Stored data Start Marker
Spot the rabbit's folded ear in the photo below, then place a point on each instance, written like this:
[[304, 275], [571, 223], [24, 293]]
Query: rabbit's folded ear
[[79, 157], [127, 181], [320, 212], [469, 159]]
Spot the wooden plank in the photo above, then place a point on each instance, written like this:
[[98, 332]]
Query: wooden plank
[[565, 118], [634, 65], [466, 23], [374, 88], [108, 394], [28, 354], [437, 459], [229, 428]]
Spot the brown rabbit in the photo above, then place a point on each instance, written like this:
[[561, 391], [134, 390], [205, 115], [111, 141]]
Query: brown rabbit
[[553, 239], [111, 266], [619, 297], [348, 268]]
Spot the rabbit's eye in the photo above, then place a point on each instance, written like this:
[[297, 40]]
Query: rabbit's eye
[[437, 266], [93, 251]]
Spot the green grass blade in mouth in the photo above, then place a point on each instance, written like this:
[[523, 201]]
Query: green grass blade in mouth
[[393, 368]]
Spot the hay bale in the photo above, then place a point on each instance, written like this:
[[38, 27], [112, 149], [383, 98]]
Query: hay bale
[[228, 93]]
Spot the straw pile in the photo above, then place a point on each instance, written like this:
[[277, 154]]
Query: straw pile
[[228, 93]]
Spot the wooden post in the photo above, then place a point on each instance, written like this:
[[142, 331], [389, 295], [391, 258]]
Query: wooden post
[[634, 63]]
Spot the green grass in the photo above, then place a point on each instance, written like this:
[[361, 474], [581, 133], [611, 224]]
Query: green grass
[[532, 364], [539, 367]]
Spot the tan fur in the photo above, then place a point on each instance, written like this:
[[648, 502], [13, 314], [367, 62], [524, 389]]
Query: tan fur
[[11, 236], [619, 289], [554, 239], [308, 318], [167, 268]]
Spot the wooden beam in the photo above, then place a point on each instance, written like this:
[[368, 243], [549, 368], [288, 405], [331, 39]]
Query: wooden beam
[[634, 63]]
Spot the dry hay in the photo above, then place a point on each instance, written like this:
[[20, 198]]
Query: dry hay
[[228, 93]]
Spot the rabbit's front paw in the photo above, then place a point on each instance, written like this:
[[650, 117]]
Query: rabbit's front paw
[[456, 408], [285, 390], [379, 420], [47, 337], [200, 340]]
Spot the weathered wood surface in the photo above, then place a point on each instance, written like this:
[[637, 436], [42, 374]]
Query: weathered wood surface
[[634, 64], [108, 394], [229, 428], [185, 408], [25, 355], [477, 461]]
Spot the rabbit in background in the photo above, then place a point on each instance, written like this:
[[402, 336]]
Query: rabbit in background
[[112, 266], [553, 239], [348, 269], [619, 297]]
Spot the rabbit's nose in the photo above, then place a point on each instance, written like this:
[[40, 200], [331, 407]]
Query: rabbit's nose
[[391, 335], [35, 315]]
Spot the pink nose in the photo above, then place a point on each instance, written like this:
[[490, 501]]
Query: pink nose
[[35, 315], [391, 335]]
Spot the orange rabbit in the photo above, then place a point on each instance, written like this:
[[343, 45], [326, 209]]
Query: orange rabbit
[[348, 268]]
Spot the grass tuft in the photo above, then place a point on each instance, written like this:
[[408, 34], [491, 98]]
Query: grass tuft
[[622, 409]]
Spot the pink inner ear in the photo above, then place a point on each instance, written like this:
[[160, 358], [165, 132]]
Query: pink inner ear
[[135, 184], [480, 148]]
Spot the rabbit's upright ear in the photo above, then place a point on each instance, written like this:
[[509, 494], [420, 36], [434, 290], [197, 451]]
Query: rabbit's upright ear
Stored data End Marker
What you will do. From the records above, show each line that contains the word "upright".

Written answer.
Spot the rabbit's upright ear in the photo above, then place a point on each instance, written like this:
Query: rabbit's upright ear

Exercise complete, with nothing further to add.